%%

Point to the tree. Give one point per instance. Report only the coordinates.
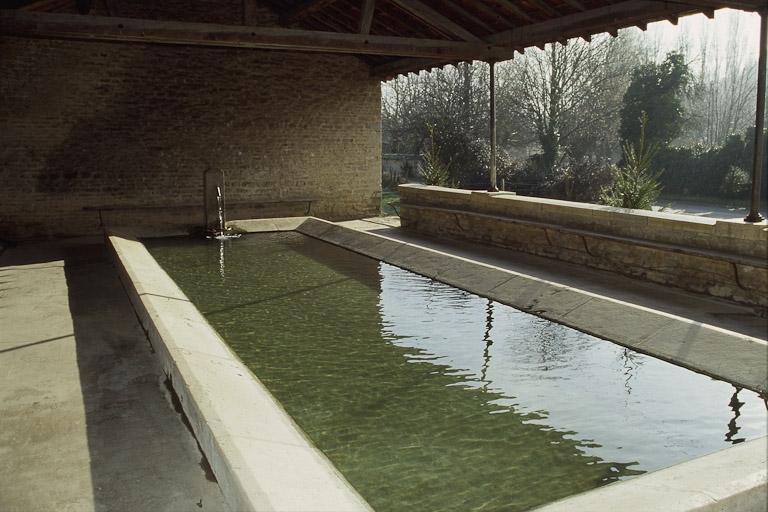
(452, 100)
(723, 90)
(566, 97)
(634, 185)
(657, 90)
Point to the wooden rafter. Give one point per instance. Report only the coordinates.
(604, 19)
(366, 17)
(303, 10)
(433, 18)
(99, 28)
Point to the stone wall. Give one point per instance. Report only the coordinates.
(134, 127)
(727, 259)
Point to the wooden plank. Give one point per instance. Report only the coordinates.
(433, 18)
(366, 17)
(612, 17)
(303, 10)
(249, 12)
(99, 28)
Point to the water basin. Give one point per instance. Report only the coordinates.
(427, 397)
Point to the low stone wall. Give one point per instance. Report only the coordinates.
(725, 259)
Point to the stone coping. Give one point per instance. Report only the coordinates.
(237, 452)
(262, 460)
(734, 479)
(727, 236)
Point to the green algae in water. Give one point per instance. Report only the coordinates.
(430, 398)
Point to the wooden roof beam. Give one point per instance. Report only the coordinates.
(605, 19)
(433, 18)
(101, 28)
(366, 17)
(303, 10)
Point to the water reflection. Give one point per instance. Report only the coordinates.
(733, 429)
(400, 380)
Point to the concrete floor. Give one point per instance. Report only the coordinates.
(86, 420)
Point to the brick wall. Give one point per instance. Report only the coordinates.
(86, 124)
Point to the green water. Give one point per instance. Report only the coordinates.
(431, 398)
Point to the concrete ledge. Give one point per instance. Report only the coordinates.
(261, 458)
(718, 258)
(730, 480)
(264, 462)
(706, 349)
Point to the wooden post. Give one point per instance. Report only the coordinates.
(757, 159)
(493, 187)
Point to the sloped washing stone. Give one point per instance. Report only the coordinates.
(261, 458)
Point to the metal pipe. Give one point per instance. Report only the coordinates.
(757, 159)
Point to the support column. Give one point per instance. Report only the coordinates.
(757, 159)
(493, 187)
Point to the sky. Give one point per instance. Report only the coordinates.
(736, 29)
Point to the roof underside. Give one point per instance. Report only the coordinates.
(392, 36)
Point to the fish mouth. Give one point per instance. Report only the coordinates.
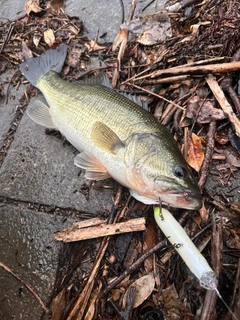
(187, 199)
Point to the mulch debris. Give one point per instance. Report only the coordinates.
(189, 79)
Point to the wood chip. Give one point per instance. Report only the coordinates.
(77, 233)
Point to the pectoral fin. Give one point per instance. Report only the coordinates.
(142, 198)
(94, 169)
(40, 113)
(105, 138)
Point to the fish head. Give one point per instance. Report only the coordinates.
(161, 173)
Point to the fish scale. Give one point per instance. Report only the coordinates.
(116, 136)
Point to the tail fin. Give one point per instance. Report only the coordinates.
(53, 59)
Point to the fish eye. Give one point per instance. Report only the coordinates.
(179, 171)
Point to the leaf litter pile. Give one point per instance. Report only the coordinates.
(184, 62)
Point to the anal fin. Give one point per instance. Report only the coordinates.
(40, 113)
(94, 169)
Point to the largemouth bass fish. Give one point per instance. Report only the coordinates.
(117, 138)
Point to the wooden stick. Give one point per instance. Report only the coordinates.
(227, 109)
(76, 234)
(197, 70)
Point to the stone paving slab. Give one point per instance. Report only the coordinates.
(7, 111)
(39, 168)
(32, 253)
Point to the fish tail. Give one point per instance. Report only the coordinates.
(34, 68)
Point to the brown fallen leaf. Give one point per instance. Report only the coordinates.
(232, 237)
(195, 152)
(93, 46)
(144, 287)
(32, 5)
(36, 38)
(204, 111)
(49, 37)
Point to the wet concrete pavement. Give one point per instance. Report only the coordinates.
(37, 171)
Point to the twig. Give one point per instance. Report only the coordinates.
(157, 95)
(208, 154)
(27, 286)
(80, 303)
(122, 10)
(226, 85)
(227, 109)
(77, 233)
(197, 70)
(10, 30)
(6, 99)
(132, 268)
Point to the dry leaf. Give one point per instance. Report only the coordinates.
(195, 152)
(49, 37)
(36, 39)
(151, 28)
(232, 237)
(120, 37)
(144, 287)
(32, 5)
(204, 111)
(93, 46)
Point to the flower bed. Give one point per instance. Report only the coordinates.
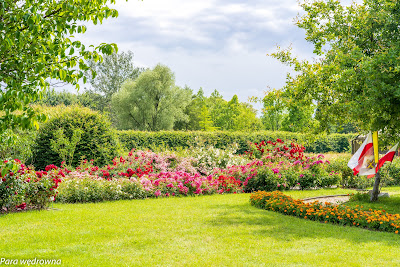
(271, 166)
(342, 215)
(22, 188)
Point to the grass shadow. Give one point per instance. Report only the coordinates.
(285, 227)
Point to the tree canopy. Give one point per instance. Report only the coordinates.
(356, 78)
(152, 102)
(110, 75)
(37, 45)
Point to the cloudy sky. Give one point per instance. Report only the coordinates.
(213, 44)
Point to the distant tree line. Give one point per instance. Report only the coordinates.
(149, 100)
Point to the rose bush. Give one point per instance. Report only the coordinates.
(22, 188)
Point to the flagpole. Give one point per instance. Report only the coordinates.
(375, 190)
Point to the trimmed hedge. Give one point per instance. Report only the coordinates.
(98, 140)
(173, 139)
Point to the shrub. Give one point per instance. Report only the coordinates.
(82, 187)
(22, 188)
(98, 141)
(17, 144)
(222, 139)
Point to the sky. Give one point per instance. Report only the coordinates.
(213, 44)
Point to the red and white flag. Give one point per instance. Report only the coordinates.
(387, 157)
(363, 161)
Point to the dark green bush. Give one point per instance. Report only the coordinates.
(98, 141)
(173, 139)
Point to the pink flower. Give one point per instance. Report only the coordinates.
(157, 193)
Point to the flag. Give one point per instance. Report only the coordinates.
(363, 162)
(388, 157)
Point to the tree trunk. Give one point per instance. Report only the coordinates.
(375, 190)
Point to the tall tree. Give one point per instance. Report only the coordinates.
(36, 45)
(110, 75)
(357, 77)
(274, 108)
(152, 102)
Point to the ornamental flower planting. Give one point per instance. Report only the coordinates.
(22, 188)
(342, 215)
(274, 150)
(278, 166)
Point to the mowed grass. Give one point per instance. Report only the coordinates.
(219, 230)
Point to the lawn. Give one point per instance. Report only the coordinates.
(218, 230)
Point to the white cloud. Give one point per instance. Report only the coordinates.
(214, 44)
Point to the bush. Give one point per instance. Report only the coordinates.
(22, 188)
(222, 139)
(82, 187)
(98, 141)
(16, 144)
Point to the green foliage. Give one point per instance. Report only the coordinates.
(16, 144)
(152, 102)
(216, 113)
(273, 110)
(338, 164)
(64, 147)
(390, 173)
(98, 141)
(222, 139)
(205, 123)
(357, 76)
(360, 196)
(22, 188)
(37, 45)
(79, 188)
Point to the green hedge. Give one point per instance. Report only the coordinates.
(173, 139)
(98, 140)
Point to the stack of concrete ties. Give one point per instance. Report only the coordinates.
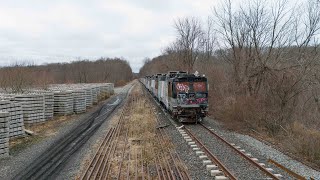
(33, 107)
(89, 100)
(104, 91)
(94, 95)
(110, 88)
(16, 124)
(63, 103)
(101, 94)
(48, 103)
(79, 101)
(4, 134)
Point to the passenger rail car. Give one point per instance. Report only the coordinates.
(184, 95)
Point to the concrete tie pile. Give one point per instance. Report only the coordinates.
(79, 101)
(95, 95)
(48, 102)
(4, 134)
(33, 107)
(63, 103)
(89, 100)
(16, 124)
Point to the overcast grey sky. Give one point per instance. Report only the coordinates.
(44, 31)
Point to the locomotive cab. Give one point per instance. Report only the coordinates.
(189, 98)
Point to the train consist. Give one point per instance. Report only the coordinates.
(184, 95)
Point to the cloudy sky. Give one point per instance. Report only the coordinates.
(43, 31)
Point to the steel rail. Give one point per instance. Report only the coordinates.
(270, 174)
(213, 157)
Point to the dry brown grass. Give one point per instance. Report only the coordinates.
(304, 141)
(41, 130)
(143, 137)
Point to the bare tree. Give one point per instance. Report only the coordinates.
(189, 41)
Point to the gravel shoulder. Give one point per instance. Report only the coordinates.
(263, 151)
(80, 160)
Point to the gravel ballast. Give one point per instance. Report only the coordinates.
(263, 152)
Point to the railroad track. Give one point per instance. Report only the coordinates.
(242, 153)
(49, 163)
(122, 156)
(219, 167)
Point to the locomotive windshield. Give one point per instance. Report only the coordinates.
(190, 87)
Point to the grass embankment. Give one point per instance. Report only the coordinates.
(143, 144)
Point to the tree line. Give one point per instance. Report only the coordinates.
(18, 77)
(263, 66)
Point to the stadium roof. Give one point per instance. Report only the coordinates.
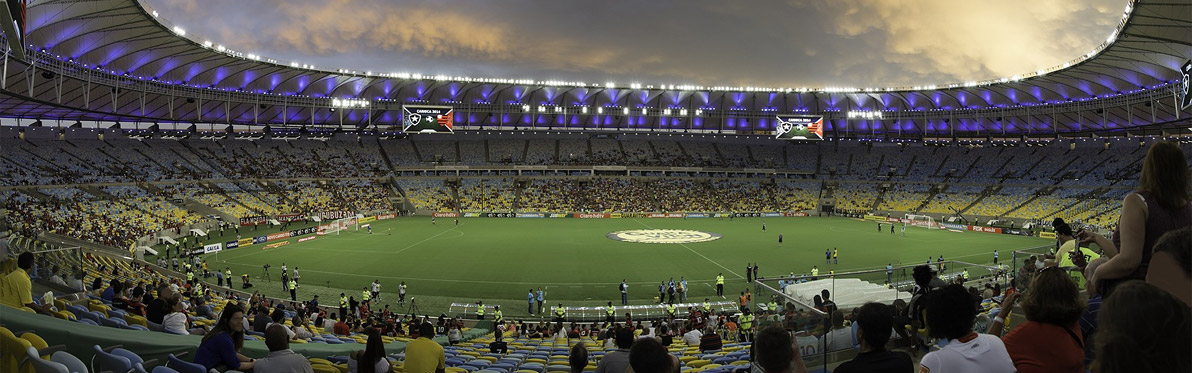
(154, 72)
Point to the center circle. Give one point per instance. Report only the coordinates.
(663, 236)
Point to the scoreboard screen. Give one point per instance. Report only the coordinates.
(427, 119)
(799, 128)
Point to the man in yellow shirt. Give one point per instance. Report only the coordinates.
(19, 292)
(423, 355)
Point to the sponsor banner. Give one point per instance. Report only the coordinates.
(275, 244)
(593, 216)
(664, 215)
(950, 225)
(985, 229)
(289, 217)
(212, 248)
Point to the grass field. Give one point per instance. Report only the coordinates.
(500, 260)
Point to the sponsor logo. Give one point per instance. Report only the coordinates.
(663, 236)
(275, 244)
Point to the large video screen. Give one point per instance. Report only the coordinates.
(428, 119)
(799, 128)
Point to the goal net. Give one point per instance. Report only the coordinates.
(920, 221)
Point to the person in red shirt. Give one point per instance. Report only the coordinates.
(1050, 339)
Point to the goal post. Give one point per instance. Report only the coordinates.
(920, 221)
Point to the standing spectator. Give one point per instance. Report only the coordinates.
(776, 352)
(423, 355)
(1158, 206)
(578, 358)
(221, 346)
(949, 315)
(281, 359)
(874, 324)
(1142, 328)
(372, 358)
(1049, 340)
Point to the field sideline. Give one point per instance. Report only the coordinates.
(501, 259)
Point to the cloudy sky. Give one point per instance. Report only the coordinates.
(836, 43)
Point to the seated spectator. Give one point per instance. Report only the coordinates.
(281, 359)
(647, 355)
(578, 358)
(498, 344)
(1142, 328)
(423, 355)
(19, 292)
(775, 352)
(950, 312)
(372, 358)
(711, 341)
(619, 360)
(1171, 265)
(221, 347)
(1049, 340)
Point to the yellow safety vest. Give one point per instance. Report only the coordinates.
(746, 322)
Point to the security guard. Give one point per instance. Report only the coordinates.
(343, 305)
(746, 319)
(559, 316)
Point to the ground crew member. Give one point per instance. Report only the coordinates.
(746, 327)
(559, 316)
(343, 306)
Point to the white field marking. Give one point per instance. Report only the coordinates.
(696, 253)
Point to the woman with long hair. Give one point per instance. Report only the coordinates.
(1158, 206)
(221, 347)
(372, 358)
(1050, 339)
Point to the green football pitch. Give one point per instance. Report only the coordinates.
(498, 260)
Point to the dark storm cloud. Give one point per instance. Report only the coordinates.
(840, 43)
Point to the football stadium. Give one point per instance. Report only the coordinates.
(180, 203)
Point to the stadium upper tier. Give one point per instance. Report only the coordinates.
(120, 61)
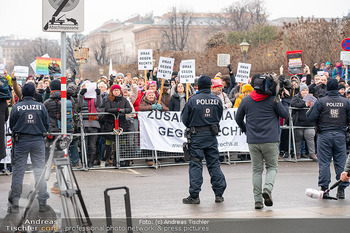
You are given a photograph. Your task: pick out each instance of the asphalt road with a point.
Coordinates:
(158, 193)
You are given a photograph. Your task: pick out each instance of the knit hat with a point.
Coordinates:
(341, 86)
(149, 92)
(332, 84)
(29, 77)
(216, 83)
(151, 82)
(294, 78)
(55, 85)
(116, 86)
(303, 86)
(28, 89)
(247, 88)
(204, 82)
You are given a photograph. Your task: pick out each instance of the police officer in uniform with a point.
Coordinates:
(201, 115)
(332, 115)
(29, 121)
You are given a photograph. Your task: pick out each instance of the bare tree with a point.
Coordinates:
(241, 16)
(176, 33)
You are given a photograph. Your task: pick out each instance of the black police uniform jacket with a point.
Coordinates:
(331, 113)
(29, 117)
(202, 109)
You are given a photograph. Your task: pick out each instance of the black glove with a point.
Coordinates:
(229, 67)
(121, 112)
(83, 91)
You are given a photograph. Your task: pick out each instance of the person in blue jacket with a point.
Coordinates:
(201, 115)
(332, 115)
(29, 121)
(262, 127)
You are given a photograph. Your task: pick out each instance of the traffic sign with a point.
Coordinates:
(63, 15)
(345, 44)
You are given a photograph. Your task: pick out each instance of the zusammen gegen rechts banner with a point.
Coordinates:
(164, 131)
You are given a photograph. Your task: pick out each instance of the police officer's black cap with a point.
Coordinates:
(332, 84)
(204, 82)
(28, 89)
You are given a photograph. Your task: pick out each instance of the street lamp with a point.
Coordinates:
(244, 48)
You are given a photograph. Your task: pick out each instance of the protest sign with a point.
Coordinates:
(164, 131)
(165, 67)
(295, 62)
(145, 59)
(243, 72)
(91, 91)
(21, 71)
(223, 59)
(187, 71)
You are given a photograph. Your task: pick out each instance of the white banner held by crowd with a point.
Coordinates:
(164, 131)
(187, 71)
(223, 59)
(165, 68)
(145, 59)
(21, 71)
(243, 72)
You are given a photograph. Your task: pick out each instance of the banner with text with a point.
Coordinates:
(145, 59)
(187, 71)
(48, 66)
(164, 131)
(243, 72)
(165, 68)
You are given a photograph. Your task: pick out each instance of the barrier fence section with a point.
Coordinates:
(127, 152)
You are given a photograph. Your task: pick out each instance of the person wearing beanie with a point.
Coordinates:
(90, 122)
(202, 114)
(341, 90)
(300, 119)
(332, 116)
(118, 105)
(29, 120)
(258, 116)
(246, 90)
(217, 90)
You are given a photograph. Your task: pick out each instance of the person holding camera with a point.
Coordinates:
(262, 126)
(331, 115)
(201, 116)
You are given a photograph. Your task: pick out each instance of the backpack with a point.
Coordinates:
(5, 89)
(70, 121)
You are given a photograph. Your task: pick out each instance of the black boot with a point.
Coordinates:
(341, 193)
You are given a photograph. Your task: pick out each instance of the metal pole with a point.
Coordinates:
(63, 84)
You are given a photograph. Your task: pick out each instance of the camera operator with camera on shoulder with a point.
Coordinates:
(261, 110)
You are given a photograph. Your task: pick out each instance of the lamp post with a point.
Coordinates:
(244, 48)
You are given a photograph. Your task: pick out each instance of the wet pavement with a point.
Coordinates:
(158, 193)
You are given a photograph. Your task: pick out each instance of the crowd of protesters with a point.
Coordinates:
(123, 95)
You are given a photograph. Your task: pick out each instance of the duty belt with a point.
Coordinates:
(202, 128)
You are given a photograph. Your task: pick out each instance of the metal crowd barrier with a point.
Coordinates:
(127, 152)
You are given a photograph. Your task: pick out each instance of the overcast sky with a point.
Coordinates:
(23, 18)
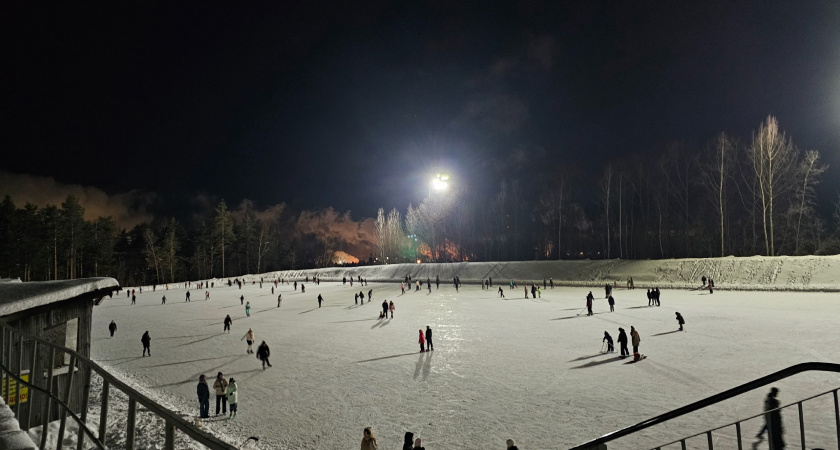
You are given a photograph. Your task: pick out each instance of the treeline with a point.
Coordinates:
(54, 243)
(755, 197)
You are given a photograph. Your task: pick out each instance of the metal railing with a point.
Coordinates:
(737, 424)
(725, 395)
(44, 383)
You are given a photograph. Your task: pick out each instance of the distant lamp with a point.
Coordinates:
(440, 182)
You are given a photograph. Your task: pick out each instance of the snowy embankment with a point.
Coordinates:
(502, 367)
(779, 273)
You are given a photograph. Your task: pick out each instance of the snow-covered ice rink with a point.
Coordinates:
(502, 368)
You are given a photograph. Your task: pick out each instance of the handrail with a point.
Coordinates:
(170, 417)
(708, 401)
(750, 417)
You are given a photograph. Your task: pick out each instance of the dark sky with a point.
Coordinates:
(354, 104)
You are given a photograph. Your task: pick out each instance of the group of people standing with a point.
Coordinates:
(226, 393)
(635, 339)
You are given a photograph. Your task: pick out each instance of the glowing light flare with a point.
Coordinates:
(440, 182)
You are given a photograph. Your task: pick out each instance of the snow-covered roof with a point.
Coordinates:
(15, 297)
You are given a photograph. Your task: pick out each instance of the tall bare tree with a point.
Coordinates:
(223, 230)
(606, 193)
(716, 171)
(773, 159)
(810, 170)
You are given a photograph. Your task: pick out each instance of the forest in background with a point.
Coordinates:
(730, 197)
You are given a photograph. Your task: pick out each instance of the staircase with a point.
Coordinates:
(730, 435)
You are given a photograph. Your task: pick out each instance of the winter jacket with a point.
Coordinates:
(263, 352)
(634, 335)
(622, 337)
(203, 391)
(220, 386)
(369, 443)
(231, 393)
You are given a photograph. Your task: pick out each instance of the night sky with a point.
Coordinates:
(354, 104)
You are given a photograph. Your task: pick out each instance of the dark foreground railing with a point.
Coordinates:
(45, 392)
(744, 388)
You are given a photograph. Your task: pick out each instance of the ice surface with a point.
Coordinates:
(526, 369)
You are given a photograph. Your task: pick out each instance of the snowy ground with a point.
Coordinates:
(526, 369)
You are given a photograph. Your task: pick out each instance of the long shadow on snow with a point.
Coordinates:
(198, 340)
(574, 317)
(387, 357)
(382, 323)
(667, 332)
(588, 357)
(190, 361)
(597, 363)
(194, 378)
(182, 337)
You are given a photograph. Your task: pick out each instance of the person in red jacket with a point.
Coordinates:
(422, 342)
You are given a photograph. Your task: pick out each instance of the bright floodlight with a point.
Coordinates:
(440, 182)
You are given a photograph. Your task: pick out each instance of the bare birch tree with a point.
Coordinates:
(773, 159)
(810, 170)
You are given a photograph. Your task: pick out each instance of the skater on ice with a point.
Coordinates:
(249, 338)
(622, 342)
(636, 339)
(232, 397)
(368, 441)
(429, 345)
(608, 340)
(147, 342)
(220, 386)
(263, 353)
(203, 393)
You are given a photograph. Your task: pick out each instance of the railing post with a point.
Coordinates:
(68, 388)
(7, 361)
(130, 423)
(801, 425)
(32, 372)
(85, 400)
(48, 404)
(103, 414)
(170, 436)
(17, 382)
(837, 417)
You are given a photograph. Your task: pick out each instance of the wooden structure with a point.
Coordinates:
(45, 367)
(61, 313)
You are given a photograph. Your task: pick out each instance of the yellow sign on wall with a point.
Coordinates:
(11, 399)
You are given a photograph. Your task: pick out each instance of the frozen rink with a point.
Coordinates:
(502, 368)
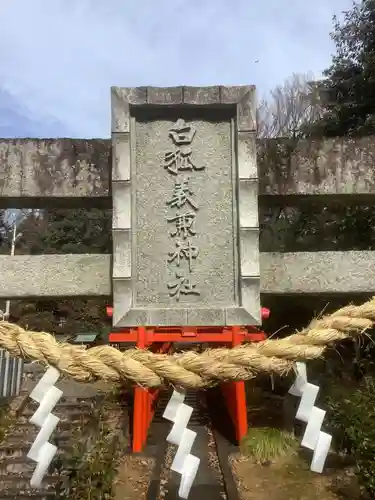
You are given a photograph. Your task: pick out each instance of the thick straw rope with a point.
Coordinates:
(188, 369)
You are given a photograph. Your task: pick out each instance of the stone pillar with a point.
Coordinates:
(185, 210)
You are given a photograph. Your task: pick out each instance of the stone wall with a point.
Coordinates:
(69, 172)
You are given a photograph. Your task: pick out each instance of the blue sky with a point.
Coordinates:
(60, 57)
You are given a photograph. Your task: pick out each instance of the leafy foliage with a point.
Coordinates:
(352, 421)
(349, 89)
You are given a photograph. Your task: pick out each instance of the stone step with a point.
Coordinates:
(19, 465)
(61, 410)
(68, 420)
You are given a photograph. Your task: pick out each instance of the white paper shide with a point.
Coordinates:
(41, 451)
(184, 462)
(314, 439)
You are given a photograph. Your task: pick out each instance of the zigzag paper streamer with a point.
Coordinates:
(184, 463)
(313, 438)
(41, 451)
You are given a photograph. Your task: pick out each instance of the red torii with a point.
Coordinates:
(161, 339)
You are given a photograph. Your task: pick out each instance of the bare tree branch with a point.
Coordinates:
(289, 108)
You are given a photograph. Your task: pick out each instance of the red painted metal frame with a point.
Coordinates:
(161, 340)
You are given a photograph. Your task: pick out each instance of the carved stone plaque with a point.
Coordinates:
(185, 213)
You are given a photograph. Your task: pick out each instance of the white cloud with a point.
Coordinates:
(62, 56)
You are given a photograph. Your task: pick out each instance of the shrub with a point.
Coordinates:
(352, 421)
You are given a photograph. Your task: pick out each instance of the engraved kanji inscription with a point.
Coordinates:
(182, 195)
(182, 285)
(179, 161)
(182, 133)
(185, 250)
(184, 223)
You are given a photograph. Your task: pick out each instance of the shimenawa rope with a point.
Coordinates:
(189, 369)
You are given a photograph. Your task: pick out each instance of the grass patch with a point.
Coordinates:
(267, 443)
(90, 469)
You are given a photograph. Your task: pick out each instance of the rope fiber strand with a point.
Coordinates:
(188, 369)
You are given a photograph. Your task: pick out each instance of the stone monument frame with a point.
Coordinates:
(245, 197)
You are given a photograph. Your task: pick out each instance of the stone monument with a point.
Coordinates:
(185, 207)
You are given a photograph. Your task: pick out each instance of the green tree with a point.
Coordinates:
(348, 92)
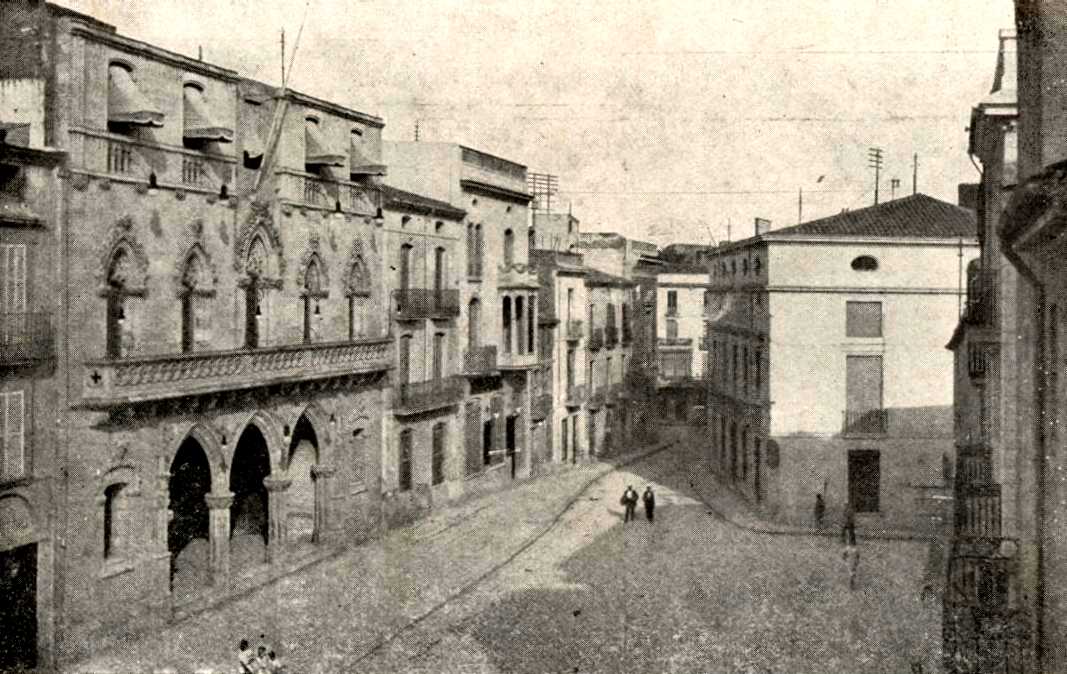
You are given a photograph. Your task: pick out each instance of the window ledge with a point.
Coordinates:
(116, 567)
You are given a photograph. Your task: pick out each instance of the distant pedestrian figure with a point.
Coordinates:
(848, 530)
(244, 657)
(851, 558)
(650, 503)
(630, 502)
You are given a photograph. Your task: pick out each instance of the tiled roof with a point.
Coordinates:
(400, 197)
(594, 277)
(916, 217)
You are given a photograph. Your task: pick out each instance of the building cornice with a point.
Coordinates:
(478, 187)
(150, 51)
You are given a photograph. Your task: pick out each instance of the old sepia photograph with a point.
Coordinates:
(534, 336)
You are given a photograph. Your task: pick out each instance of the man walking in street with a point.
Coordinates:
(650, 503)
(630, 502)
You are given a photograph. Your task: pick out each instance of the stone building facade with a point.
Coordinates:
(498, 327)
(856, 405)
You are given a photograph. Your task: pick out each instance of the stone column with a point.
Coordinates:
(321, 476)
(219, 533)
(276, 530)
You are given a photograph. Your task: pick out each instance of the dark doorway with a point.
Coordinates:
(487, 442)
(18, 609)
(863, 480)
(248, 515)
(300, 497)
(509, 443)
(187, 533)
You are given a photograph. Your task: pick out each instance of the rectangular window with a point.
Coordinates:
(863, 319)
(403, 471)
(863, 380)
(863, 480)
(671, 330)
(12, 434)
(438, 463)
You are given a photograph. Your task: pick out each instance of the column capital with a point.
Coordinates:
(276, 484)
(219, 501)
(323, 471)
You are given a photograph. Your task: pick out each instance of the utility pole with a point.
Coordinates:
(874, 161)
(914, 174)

%%

**Directions for this task**. Each line in the listing above from the one containing "street lamp with a point." through the one containing "section with a point." should be repeated exactly, and no other line.

**Result below**.
You are given a photograph. Your task: pick out each instance of the street lamp with a point.
Coordinates:
(244, 48)
You are given a photograph. Your task: pick out each instance of the protest sign with a point.
Coordinates:
(164, 131)
(165, 67)
(295, 62)
(145, 59)
(243, 72)
(91, 91)
(21, 71)
(223, 59)
(187, 71)
You are given a photograph. Your task: pick out each instance of the white banner held by crowd with a point.
Coordinates:
(164, 131)
(187, 71)
(223, 59)
(165, 68)
(145, 59)
(21, 71)
(243, 72)
You are given a photograph. Your task: pick out each instance of the banner with text with a point.
Coordinates:
(145, 59)
(187, 71)
(48, 66)
(164, 131)
(243, 72)
(165, 68)
You are given a photograph. Your task: pick out each instance of the barrier fence section with a point.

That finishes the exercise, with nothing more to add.